Çözülecek Sorun:
Aşağıda verilen, Sadreddîn Konevî'de seyrüsülûk konulu metni son cümlesinden sonra devam ettiriniz.

Sağlanan Metin:
++++
Ara

Ma’rifetin Kapısında Duran Bilge: Sadreddîn Konevî’de Seyrüsülûk

Ma’rifetin Kapısında Duran Bilge: Sadreddîn Konevî’de Seyrüsülûk

İslâm düşünce târihinde tasavvuf, bireyin Allâh’a ulaşma çabasını ifâde eden mânevî bir disiplin olarak öne çıkar. Bu disiplin içerisinde yer alan Muhyiddîn İbnü’l-Arabî (öl. 638/1240) tarafından geliştirilen ve Sadreddîn Konevî (öl. 673/1274) tarafından sistematik bir yapıya kavuşturulan Vahdet-i Vücûd merkezli yaklaşım, entelektüel derinliği ve metafizik boyutuyla ayrı bir öneme sâhiptir. Bu düşünsel mîras yalnızca teorik bir çerçeve sunmaz; aynı zamanda bireyin içsel dönüşümünü önceleyen bir irfan yolculuğuna işâret eder. Bu yazıda, Sadreddîn Konevî’nin mârifet anlayışını, onu şekillendiren hayat hikâyesi ve düşünsel zemîniyle birlikte, özellikle seyrüsülûk perspektifinden ele alacağız. 

Ekberî gelenekte diğer tarîkatlardaki gibi bir silsile ve usûl pratikleri olmadığı için araştırmacılar, ontolojik-idrâkî bir keşif süreci gibi anlatmaktadır. Özellikle sosyal medya üzerinden yapılan değerlendirmelerde Ekberîliğin entelektüalist bir yorumu sunulmakta; evrad, riyâzet ve murâkabe gibi uygulamaların sözü edilmemektedir. Bu sebeple biz, bu ve bundan sonraki yazılarda Füsûs şârihlerinin bilgi elde etmede seyrüsülûka verdikleri önemi ifâde etmeye çalışacağız. Tabiî şunu itirâf etmeliyiz ki bu yazı; sâdece Konevî’nin görüşlerini özetlemekte, ancak yeni bir yorum, belirli bir sorunlu yönün eleştirel bir analizi, diğer sûfî üstadların seyrüsülûk görüşleriyle bir karşılaştırma veya Konevî’nin konuyla ilgili daha az çalışılmış eserlerindeki pasajların derinlemesine bir metin analizini sunmamaktadır.

Sadreddîn Konevî’nin düşünce dünyâsının şekillenmesinde, 1207 yılında Selçuklu başkenti Konya’da doğması ve dönemin entelektüel ve tasavvufî atmosferinde yetişmesi kritik bir rol oynamıştır. İbnü’l-Arabî ile kurduğu yakın ilişki ve ondan aldığı mânevî ve ilmî icâzet, Konevî’nin Ekberî öğretileri derinlemesine kavramasını ve bunları Miftâhu’l-Gayb, en-Nusûs, el-Fukûk gibi eserlerinde metafizik bir sistematiğe oturtmasını sağlamıştır. Konevî, sâdece teorik bir çerçeve sunmakla kalmamış, aynı zamanda tasavvufî hayâtın pratik boyutuna da önem vererek nazarî ve amelî ilimleri kendi şahsında birleştirmiştir. Bu durum, onun seyrüsülûk anlayışının sâdece felsefî bir spekülasyon olmadığını, aynı zamanda yaşanabilir bir mânevî yol haritası sunduğunu gösterir.
++++
Veri Bölümü:

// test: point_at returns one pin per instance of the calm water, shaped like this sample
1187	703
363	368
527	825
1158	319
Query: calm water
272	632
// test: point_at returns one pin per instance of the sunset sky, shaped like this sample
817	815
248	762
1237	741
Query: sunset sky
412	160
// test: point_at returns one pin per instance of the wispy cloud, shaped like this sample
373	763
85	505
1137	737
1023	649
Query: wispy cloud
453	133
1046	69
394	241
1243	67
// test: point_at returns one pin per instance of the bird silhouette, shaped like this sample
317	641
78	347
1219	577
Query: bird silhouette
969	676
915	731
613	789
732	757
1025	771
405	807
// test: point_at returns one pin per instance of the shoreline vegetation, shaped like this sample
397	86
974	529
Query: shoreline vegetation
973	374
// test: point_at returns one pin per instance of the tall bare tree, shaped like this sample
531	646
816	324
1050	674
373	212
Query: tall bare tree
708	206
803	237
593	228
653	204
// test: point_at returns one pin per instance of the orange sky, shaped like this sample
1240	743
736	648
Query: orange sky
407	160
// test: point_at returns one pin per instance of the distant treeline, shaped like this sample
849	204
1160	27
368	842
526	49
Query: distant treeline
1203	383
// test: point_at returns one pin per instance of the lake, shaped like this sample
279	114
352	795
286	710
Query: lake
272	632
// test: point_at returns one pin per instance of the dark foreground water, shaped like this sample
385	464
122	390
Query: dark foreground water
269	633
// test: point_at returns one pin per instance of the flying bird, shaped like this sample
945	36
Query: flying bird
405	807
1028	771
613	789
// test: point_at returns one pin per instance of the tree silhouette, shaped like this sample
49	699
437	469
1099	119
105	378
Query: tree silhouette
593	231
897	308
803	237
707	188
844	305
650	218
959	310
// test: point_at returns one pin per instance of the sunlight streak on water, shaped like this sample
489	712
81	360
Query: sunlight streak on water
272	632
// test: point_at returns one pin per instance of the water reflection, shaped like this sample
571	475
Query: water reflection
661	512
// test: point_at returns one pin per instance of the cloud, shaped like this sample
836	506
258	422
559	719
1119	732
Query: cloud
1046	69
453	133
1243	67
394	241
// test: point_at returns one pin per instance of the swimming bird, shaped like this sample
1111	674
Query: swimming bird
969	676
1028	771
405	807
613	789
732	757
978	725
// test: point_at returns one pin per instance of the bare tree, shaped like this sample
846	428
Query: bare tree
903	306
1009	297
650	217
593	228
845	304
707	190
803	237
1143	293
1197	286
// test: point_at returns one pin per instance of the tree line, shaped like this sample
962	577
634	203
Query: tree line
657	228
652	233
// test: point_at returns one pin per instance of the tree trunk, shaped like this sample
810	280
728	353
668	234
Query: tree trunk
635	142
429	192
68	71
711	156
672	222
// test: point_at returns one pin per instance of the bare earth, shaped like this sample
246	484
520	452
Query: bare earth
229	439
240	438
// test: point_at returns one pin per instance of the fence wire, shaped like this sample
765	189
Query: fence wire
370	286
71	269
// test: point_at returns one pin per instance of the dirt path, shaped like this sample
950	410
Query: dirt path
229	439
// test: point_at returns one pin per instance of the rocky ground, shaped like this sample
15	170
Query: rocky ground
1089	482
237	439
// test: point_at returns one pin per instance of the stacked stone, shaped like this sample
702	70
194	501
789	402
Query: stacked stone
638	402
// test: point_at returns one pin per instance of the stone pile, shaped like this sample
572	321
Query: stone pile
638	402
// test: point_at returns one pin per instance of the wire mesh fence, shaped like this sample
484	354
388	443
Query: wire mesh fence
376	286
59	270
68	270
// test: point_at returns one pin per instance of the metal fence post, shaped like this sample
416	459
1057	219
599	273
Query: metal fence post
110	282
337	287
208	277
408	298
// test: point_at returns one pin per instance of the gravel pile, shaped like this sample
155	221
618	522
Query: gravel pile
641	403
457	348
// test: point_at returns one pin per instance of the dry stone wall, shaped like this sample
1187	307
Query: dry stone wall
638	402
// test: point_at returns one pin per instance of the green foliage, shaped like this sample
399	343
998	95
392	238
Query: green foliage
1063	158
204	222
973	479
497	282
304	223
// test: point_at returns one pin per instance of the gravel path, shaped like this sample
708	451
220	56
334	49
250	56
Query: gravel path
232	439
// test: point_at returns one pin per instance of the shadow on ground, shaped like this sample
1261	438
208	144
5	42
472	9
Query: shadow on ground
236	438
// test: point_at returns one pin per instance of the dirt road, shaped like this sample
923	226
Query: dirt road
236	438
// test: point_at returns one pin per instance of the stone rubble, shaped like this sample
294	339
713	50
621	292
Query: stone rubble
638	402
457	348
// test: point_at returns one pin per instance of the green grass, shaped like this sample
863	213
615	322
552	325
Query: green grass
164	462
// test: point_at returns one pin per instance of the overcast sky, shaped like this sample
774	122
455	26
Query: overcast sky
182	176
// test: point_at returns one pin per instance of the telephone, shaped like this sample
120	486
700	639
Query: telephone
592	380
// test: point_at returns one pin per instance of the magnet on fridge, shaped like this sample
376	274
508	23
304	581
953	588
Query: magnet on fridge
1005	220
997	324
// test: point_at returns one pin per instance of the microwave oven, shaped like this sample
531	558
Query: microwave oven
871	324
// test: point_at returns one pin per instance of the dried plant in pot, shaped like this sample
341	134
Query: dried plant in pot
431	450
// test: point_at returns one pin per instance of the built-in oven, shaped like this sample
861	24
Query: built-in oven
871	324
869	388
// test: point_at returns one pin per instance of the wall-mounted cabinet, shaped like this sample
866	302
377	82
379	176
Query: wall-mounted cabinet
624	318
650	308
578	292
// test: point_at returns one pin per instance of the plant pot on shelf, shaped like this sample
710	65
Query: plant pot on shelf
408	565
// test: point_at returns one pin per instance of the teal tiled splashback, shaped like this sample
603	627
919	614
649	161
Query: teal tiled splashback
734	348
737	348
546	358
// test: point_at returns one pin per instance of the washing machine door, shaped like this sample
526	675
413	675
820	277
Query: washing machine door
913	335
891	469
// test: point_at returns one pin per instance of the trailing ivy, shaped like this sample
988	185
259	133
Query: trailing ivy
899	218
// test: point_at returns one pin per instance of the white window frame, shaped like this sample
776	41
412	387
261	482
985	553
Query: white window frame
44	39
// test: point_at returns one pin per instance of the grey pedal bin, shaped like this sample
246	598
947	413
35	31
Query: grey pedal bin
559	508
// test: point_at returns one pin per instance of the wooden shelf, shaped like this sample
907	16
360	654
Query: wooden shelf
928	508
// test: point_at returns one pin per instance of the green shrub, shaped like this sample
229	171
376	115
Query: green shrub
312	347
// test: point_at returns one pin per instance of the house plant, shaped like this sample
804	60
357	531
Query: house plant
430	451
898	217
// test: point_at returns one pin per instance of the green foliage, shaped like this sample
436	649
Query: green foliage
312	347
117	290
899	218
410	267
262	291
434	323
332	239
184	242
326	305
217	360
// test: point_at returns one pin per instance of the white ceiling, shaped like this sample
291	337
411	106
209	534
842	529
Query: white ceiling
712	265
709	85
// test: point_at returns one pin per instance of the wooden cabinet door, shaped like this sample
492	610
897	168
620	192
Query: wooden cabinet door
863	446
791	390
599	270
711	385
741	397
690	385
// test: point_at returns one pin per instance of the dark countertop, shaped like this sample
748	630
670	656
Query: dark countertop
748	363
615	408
++++
Alıştırmanın Sonucu:
Konevî’nin seyrüsülûk anlayışının ontolojik temelini Vahdet-i Vücûd doktrini oluşturur. Bu doktrine göre hakîkî varlık yalnızca Hakk’tır; kâinât ise O’nun isim ve sıfatlarının sonsuz tecellîlerinden ibârettir. Dolayısıyla seyrüsülûk, fiziksel bir mekânda olan bir hareket değil, vehmedilen ikilik şuurundan, varlığın aslî birliği hakîkatinin idrâkine doğru bir bilinç yolculuğudur. Konevî’ye göre sâlik, bu yolculukta kendi varlığının ve tüm mevcûdâtın Hakk’ın tecellîleri olduğunu, aradaki ayrılığın hakîkî değil, itibârî ve vehmî olduğunu idrâk etmeye çalışır. Bu süreç, “kesrette vahdeti” (çoklukta birliği) ve “vahdette kesreti” (birlikte çokluğu) müşâhede etmeyi hedefler. Konevî’nin bu ontolojik çerçevesi, seyrüsülûkun amacını ve mâhiyetini, salt ahlâkî yetkinleşmenin ötesinde, varoluşsal bir dönüşüm olarak belirler ve bu yönüyle daha çok ahlâkî arınmaya odaklanan erken dönem zühd hareketlerinden ayrılır.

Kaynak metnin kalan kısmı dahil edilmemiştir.